**DEINE AUFGABE:**
Schreib aus dem Text über Nebenkosten bei der Miete alles von „Kantonsgerichts Appenzell Ausserhoden“ bis hinunter zu „Gemäss Art.“ wortgetreu ab.

-------- VORGEGEBENER TEXT

Kantonsgerichts Appenzell Ausserhoden
10.09.2014
Genügt der handschriftliche Vermerk im Mietvertrag „zulasten der Mieter“ um eine Forderung auf Bezahlung der Nebenkosten einer vermieteten Stockwerkeigentumswohnung zu begründen? Die Frage wurde verneint und darum die Rückforderung der geleitsteten Beträge gestützt auf ungerechtfertigte Bereicherung geprüft. Beide Parteien machen die Verrechnung geltend.
2. Gültigkeit der Nebenkostenabrede
…
2.2 Rechtliches
Gemäss Art.
257a Abs. 1 OR sind die Nebenkosten das Entgelt für die Leistungen des
Vermieters, die mit dem Gebrauch der Mietsache zusammenhängen. In Abs. 2 wird
festgehalten, dass die Nebenkosten vom Mieter nur dann bezahlt werden müssen,
wenn diese mit dem Vermieter vereinbart wurden. Ohne besondere Vereinbarung sind
somit sämtliche anfallenden Nebenkosten mit dem Mietzins bereits abgegolten
(vgl. LACHAT u.a., Mietrecht für die Praxis, Zürich 2009, S. 236). Der
Mietvertrag muss die Nebenkosten, welche zulasten des Mieters gehen, genau
umschreiben, so dass es bei einem Vertragsabschluss leicht verständlich ist,
welche Kosten zusätzlich zum Mietzins übernommen werden müssen (BGE 135 III 591
E. 4.3.1; LACHAT u.a., Mietrecht für die Praxis, Zürich 2009, S. 240). Eine
Abrede, wonach der “Mieter alle Nebenkosten“ zu tragen hat, oder dass “sämtliche
Nebenkosten zulasten der Mieterschaft“ gehen, bezeichnet keine eindeutig
bestimmbaren Nebenkosten (BGer vom 7.4.1999 in mp 2/99 S. 81/82; BGE 121 III
460). Ebenfalls ungültig ist eine Vereinbarung, wonach der Mieter einer
Stockwerkeigentümergemeinschaft neben dem Nettomietzins für sämtliche Kosten
aufzukommen hat, die dem Vermieter als Stockwerkeigentümer in Rechnung gestellt
werden (LACHAT u.a., Mietrecht für die Praxis, Zürich 2009, S. 240). Hier fehlt
die Aufzählung der Kosten im Einzelnen ebenfalls.

----------------
-------- BEREITGESTELLTES MATERIAL

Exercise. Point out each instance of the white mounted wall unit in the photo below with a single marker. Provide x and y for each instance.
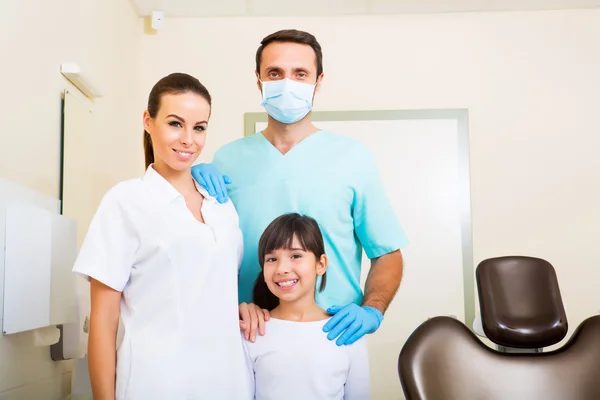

----------------

**LÖSUNG:**
Kantonsgerichts Appenzell Ausserhoden
10.09.2014
Genügt der handschriftliche Vermerk im Mietvertrag „zulasten der Mieter“ um eine Forderung auf Bezahlung der Nebenkosten einer vermieteten Stockwerkeigentumswohnung zu begründen? Die Frage wurde verneint und darum die Rückforderung der geleitsteten Beträge gestützt auf ungerechtfertigte Bereicherung geprüft. Beide Parteien machen die Verrechnung geltend.
2. Gültigkeit der Nebenkostenabrede
…
2.2 Rechtliches
Gemäss Art.